OBJETIVO 1
Reescale as coordenadas das respostas nas entradas, começando no início das entradas e terminando na linha que contém "x=472, y=421", com ambos os extremos incluídos: reescreva todas essas linhas, multiplicando cada coordenada das respostas por 0,3 e arredondando ao número inteiro mais próximo, com as metades arredondadas para cima. Deixe as imagens fora da resposta.

━━━

Intervenção de António Filipe na Assembleia de República

Financiamento das iniciativas de apoio e reconstrução na Região Autónoma da Madeira

Fixa os meios que asseguram o financiamento das iniciativas de apoio e reconstrução na Região Autónoma da Madeira na sequência da intempérie de Fevereiro de 2010 (proposta de lei n.º 24/XI-1.ª)

Sr. Presidente,
Srs. Deputados,
Srs. Membros do Governo:
Desde as primeiras horas da tragédia que assolou a Madeira no passado dia 20 de Fevereiro que o PCP afirmou o seu empenhamento em que o Estado português assumisse como absoluta prioridade dar todo o apoio necessário a essa região, para socorrer as populações afectadas, para promover prontamente a reconstrução das infraestruturas destruídas ou danificadas e para colmatar os prejuízos sofridos por instituições públicas e privadas, por empresas e por particulares.

━━━

OBJETIVO 2
Transcreva sem alterações o trecho da intervenção parlamentar começando em "Intervenção de António" e terminando em "lei n.º 24/XI-1.ª)".

DADOS APRESENTADOS
━━━

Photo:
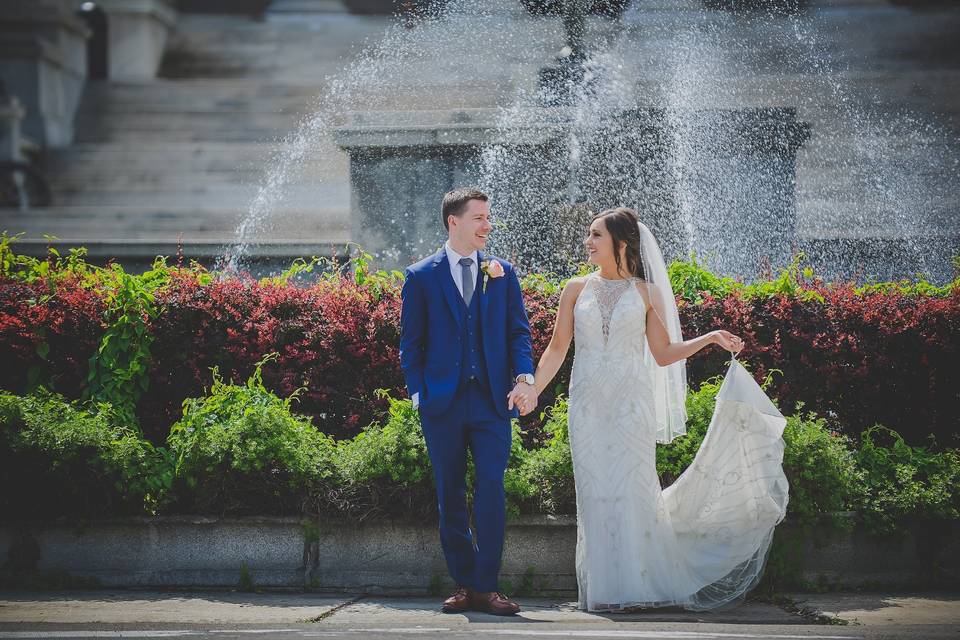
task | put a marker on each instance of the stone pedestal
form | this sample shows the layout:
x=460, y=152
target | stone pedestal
x=137, y=36
x=43, y=61
x=715, y=181
x=11, y=141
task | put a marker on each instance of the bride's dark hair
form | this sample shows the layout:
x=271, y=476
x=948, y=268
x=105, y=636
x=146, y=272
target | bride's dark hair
x=622, y=225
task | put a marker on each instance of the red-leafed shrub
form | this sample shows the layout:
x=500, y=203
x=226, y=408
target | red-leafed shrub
x=48, y=334
x=882, y=354
x=858, y=358
x=337, y=339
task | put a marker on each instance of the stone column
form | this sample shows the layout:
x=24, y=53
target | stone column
x=137, y=32
x=11, y=114
x=43, y=61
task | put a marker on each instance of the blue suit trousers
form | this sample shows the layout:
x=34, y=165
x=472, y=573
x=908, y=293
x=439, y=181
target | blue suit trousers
x=472, y=421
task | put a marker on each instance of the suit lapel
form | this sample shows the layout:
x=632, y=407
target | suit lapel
x=441, y=270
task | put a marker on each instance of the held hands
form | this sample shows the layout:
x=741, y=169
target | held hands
x=524, y=397
x=728, y=341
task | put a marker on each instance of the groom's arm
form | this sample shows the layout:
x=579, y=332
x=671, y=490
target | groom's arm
x=413, y=332
x=518, y=327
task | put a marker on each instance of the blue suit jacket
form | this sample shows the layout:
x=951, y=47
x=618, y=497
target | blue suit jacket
x=431, y=333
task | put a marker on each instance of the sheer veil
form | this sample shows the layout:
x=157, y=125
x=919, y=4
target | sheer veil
x=670, y=382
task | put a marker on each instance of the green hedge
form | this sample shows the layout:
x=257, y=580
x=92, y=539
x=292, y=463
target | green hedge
x=240, y=449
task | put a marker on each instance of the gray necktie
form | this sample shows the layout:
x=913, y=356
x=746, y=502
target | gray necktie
x=466, y=279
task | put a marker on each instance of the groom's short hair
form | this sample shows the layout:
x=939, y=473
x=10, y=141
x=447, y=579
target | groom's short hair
x=455, y=202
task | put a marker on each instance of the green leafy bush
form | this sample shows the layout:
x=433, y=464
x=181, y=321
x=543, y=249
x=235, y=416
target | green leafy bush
x=240, y=449
x=61, y=457
x=385, y=469
x=548, y=470
x=821, y=468
x=905, y=482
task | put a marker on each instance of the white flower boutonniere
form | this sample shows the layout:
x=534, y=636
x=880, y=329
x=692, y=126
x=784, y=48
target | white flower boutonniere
x=491, y=269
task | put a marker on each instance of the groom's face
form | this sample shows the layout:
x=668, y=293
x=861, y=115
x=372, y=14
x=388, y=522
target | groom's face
x=470, y=229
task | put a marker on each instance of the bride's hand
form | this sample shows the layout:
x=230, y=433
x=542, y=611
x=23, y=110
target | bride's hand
x=728, y=341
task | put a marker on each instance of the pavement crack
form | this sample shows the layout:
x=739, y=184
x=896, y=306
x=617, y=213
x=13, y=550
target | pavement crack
x=329, y=612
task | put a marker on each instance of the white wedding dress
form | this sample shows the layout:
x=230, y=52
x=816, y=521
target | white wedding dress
x=702, y=542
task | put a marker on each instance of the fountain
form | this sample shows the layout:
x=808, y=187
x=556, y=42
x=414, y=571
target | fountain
x=577, y=146
x=716, y=163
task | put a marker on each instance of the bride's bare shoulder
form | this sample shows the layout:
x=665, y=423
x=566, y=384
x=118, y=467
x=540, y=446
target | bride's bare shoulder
x=646, y=289
x=573, y=287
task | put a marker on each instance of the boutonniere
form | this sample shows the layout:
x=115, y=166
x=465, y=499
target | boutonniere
x=491, y=269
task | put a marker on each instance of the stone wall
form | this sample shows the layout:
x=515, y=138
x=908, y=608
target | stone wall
x=403, y=558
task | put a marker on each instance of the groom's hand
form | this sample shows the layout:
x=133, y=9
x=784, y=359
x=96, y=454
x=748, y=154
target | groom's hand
x=524, y=397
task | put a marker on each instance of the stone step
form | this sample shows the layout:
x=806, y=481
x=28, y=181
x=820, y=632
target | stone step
x=96, y=159
x=194, y=222
x=321, y=198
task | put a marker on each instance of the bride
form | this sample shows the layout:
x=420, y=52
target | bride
x=702, y=542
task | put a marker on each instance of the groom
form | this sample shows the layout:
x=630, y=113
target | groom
x=466, y=356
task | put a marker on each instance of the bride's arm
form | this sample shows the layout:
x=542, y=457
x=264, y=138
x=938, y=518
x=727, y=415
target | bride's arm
x=658, y=339
x=556, y=351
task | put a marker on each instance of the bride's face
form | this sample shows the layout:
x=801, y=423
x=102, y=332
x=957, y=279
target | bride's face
x=599, y=243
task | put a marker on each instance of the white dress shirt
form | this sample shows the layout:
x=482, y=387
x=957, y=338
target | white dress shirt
x=456, y=271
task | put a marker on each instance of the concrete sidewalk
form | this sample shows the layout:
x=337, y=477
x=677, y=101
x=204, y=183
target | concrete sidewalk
x=226, y=607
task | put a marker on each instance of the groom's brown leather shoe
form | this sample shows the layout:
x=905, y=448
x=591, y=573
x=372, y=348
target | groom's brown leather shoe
x=459, y=601
x=494, y=602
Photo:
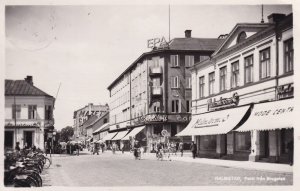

━━━

RESOLUÇÃO DA TAREFA 1
Photo:
task | put a marker on each instance of the stone pedestal
form | this sample shows the layout:
x=460, y=152
target | stone pedestal
x=41, y=11
x=13, y=18
x=215, y=54
x=3, y=42
task | put a marker on each instance of the bride's dark hair
form | this sample shows the layout:
x=271, y=476
x=948, y=268
x=105, y=636
x=146, y=272
target | bride's dark hair
x=187, y=68
task | put a marker on each instance of the red-leafed shrub
form | this sample shows the layout:
x=500, y=203
x=226, y=408
target | red-leafed shrub
x=14, y=100
x=265, y=106
x=257, y=107
x=101, y=102
task | put a marker on each instance of the stone column
form | this sample shows the layout:
x=24, y=53
target | stone column
x=41, y=10
x=3, y=34
x=13, y=18
task | put a marker on each instance of the blue suit trousers
form | this sample shows the layout:
x=34, y=165
x=472, y=573
x=908, y=293
x=439, y=181
target | blue suit trousers
x=142, y=126

RESOLUÇÃO DA TAREFA 2
Intervenção de António Filipe na Assembleia de República

Financiamento das iniciativas de apoio e reconstrução na Região Autónoma da Madeira

Fixa os meios que asseguram o financiamento das iniciativas de apoio e reconstrução na Região Autónoma da Madeira na sequência da intempérie de Fevereiro de 2010 (proposta de lei n.º 24/XI-1.ª)